* Text section
Do you know what would increase my trust in you?

If you could say, "this looks bad" when a video of a police officer murdering someone is released.

If you could say, "the police have a problem with racialized violence" without burying it in caveats that make it not apply to you, or your agency.

If you could say, "Black lives matter" -- and not dismiss all of the their demands as wrong or unreasonable before you have even read them.

If you could show awareness of why many people are afraid of you, and if you could show sympathy and empathy, rather than your sense of how it's all so unfair.

And here is the important part: If you were out there, campaigning to change police culture for the better. If you stood in solidarity with people protesting police violence, instead of making excuses and standing aside.

As someone with the police, you might have an idea of some practical measures that make the situation better. Perhaps you know how effective de-escalation training could be implemented, for example. There are a lot of ways that police officers can change their culture in within, starting by standing with the victims of the violence, rather than the perpetrators. Starting with admitting there is a problem.

Yes, this sounds like a lot of difficult work. But in my view, by joining such a corrupt and violent institution, in order to be a good police officer you have to do more than just not directly participate in the violence; you have to challenge it from the inside. By standing aside, you are not a good police officer.

I can imagine that if you did this, you might very well face consequences from other officers, who would feel betrayed and angry. If you think that is true, then that tells you a lot about why people fear and hate cops.
posted by Kutsuwamushi at 6:38 AM on July 7, 2016 [34 favorites]


Honestly, I expect that someone would be driven out of the police force if they stood up against police brutality. That is what has happened historically. The cops who talk about it are mostly ex- or retired. This is part of the problem I have with the police - that perfectly reasonable, moral and appropriate dissent from corrupt behavior is met by driving out the dissenters.
posted by Frowner at 6:43 AM on July 7, 2016 [18 favorites]


Late night thought, I also wonder if some of the backlash is due to BLM as an explicitly queer movement (by self-identification) and I see a lot of renewed noise regarding active queer erasure.
posted by CBrachyrhynchos at 7:07 AM on July 7, 2016 [2 favorites]


Yes, I expect that a "good" police officer faces a lot of pressure to be silent. I also expect that a "good" police officer, someone who legitimately believes that it's their duty to protect people, would find being silent difficult to reconcile with their self-image. That explains the urge to find reasons not to speak up even when anonymous. (It isn't so bad, I really can't do anything.)

* Objectives
A) In the thread on police violence, which cops does Frowner say are mostly the ones who talk about police brutality?
B) Carry on the thread on police violence from where it stops.
The data come from a different source than the thread on police violence.

* Supplied material

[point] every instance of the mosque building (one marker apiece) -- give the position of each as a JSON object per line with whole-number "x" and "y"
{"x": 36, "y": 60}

* Solved tasks
A) Ex- or retired cops.

B)
I might be asking police officers like firebrick to sacrifice their careers. That's asking a lot. Most people aren't brave enough to do that.

But I don't think it's asking too much. The situation is desperate and needs action from within. We need police officers to stop protecting themselves, and start protecting us. That's hard, but I think it's required, if you want to be a good police officer.
posted by Kutsuwamushi at 7:07 AM on July 7, 2016 [3 favorites]


How dare you stand next to me in the same uniform and murder somebody?

Ohio police officer Nakia Jones speaks out.
posted by rtha at 8:19 AM on July 7, 2016 [20 favorites]


does anyone have a transcript of the nakia jones video?
posted by nadawi at 8:27 AM on July 7, 2016 [2 favorites]


I haven't seen one yet, nadawi - I'll keep looking.
posted by rtha at 8:38 AM on July 7, 2016


In the Toronto Star today, the head of the volunteer team for Pride Toronto has resigned in protest.

And just to clarify, since I couldn't be sure from the link text, she has resigned in solidarity with BLM's protest, and in protest of the way that Pride Toronto is backtracking on the commitments they made to BLM during the parade. Here's her statement about it on Facebook.
posted by jacquilynne at 8:38 AM on July 7, 2016 [11 favorites]


I appreciate the fact that the police have a useful, important function, especially if they're doing their jobs well and fairly. But I keep thinking about sexual abuse by priests, and how it was covered up and minimized because "good people" inside and outside the Church thought that admitting it or talking about it honestly would threaten the respect that people had for an important institution that does good.

But not talking about the abuse, not admitting it, didn't preserve respect for the institution. It just made things that much worse for the Church when the dam burst. That's what's happening with the police now; the dam is bursting. I have a hard time seeing how trying to convince us that, "We're the good old police that you were taught to admire and respect when you were a kid," helps right now.
posted by clawsoon at 8:43 AM on July 7, 2016 [5 favorites]


Honestly, I expect that someone would be driven out of the police force if they stood up against police brutality.

Driven out is often the least awful thing that would happen to them; it is a trivial matter to google up the legion of stories about the ways cops refuse backup to anyone who won't hold the blue line.

I attempted to quickly find a link about this issue above phenomenon by googling "police refused support" to find the legion of stories of fellow officers hung out to dry, but mostly I turned up cases of cops making a huge issue of any time they were inconvenienced by folks exercising their right to refuse service or saying Beyonce hurt their feelings so they wouldn't work security for her events. Using backup as a search term was more effective, turning up stories about how it happened in Chicago
The two alleged that when supervisors learned of their role in the undercover investigation, they called them "rats" and passed along that sensitive information to others in the Police Department. They were removed from their unit assignment and shuttled around the department to lesser jobs far from their homes and at bad hours, according to the lawsuit, which is scheduled for trial in May.

When they complained to supervisors about the alleged retaliation, one told them, "Look, everyone is against you, so you don't want to piss me off," they alleged.

In an interview Wednesday, Spalding said she often feared for her safety or that corrupt officers would plant drugs on her. She said she believed that supervisors set the tone for the harassment and said lower-ranking officers had little choice but to follow the directions laid out by their superiors or they would have faced retaliation themselves.
and Philadelphia
Ostracism against the trio escalated when they objected to a police sergeant referring to black officers as “critters” and “niggers.”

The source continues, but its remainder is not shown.